### What is required:
Edit the rows below so that every "even-odd" becomes "nonzero", with nothing else changed, and leave the pictures out of your answer.
++++++++
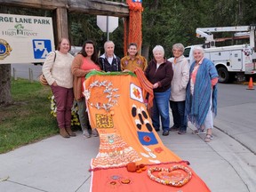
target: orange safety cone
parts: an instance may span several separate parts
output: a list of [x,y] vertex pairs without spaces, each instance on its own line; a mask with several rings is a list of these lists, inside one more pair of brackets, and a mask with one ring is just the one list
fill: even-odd
[[252,83],[252,77],[250,77],[247,90],[254,90],[253,83]]

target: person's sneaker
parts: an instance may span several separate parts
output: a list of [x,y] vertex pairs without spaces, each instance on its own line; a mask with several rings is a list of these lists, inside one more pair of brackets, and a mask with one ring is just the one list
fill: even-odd
[[186,134],[186,131],[179,131],[178,134]]
[[169,128],[170,132],[176,132],[176,131],[179,131],[179,130],[180,130],[180,127],[176,127],[174,125],[172,127]]
[[97,131],[97,129],[92,129],[92,132],[93,137],[99,137],[99,132]]
[[164,136],[169,135],[169,131],[164,131],[164,132],[163,132],[163,135],[164,135]]
[[85,138],[90,138],[90,137],[91,137],[91,134],[90,134],[89,132],[86,131],[86,130],[83,131],[83,135],[84,135],[84,137],[85,137]]

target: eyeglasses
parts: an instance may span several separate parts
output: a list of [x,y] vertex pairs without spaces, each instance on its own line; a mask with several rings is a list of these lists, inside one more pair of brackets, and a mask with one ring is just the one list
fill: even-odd
[[172,52],[181,52],[181,50],[172,49]]

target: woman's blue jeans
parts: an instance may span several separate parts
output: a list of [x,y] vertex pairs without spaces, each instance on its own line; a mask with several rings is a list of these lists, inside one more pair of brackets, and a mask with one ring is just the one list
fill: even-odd
[[[162,129],[169,131],[169,99],[171,95],[171,88],[164,92],[154,92],[152,123],[156,130],[160,128],[160,118]],[[160,116],[160,118],[159,118]]]

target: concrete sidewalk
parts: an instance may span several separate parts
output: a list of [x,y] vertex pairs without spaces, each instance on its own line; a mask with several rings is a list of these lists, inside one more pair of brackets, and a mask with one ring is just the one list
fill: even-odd
[[[0,155],[1,192],[88,192],[90,162],[99,149],[99,138],[60,135]],[[210,143],[204,136],[170,132],[164,144],[201,177],[213,192],[256,191],[256,157],[237,141],[214,129]]]

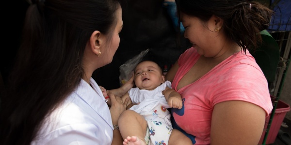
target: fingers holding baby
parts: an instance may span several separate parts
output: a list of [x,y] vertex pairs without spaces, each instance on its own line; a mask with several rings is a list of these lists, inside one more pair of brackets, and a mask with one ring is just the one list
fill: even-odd
[[180,94],[173,89],[168,87],[166,87],[166,88],[163,91],[163,94],[165,96],[168,104],[170,107],[179,109],[182,108],[183,102]]

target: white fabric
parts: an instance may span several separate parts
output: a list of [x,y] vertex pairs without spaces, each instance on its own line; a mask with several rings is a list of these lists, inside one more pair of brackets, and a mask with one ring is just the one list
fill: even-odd
[[98,85],[82,80],[77,89],[46,119],[32,145],[111,145],[113,125]]
[[138,87],[130,89],[129,91],[129,94],[132,103],[140,103],[138,105],[133,106],[129,109],[139,114],[142,114],[150,111],[158,104],[166,108],[169,108],[170,106],[162,91],[165,89],[166,87],[172,88],[171,85],[171,82],[166,81],[152,90],[140,89]]
[[132,103],[140,102],[129,109],[140,114],[146,121],[148,130],[145,139],[147,145],[168,145],[173,127],[171,113],[166,109],[170,106],[162,92],[166,87],[171,88],[171,86],[167,81],[152,90],[135,87],[129,91]]

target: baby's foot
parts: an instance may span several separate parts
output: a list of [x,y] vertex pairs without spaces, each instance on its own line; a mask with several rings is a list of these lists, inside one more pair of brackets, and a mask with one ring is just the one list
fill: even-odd
[[124,139],[123,145],[146,145],[145,141],[140,139],[135,136],[128,136]]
++++++++
### Completed exercise:
target: orange safety cone
parts: an instance may span several separate parts
output: a list of [x,y] vertex pairs without spaces, each instance on its own line; a mask with several rings is a list of these lists, inside one more pair of brackets, and a mask with one ring is just the one list
fill: nonzero
[[252,83],[252,77],[250,77],[247,90],[254,90],[253,83]]

target: person's sneaker
parts: an instance may span several separate parts
output: a list of [x,y] vertex pairs without spaces, each instance on its own line; a mask with several rings is a list of these lists, inside one more pair of brackets, and a mask with one ring is just the one list
fill: nonzero
[[186,134],[186,131],[179,131],[178,134]]
[[169,128],[170,132],[176,132],[176,131],[179,131],[179,130],[180,130],[180,127],[176,127],[174,125],[172,127]]
[[97,131],[97,129],[92,129],[92,132],[93,137],[99,137],[99,132]]
[[164,136],[169,135],[169,131],[164,131],[164,132],[163,132],[163,135],[164,135]]
[[85,138],[90,138],[90,137],[91,137],[91,134],[90,134],[89,132],[86,131],[86,130],[83,131],[83,135],[84,135],[84,137],[85,137]]

target: eyeglasses
parts: an instance may span several separate parts
output: a list of [x,y] vertex pairs without spaces, each instance on its own line; a mask with several rings is a list of these lists, inside one more pair of brackets, and a mask with one ring is just the one list
fill: nonzero
[[172,52],[181,52],[181,50],[172,49]]

target: woman's blue jeans
parts: an instance may span several separate parts
output: a list of [x,y] vertex pairs without spaces, each instance on its own line; a mask with several rings is a list of these lists, inside one more pair of brackets, and a mask with one ring is just the one list
fill: nonzero
[[[162,129],[169,131],[169,99],[171,95],[171,88],[164,92],[154,92],[152,123],[156,130],[160,128],[160,118]],[[160,116],[160,118],[159,118]]]

target: concrete sidewalk
parts: an instance may span several separate parts
output: a list of [x,y] vertex pairs without spaces, each instance on its own line; a mask with several rings is a list of these lists, inside one more pair of brackets, and a mask with one ring is just the one list
fill: nonzero
[[[0,155],[1,192],[88,192],[90,162],[99,149],[99,138],[60,135]],[[210,143],[204,136],[170,132],[164,144],[201,177],[213,192],[256,191],[256,157],[237,141],[214,129]]]

target: fingers holding baby
parts: an instance may span several separate parts
output: a list of [x,y] vertex pairs without spaces, each instance on its own line; a mask with several rings is a list of these lists, inside one more pair of brackets, and a mask with one ring is just the one list
fill: nonzero
[[180,94],[173,89],[168,87],[166,87],[166,88],[163,91],[163,94],[165,96],[168,104],[170,107],[179,109],[182,108],[183,102]]

target: white fabric
parts: an instance may span several separate parts
output: a list of [x,y] vertex pairs without spaces, each instance on its own line; a mask with several rings is a list of these lists, inside one more pair of brackets, and a mask with one ring is just the one list
fill: nonzero
[[98,85],[82,80],[77,89],[46,119],[32,145],[111,145],[113,125]]
[[138,87],[130,89],[129,91],[129,94],[132,103],[140,103],[138,105],[133,106],[129,109],[139,114],[142,114],[150,111],[158,104],[166,108],[169,108],[170,106],[162,91],[165,89],[166,87],[172,88],[171,85],[171,82],[166,81],[152,90],[140,89]]
[[132,103],[140,102],[129,109],[140,114],[146,121],[148,130],[145,139],[147,145],[168,145],[173,127],[171,113],[166,109],[170,106],[162,92],[166,87],[171,88],[171,86],[167,81],[152,90],[135,87],[129,91]]

target: baby's foot
parts: an instance may span several separate parts
output: a list of [x,y] vertex pairs without spaces, each instance on its own line; a mask with several rings is a list of these lists, inside one more pair of brackets, and a mask with one ring is just the one list
fill: nonzero
[[124,139],[123,145],[146,145],[145,141],[140,139],[135,136],[128,136]]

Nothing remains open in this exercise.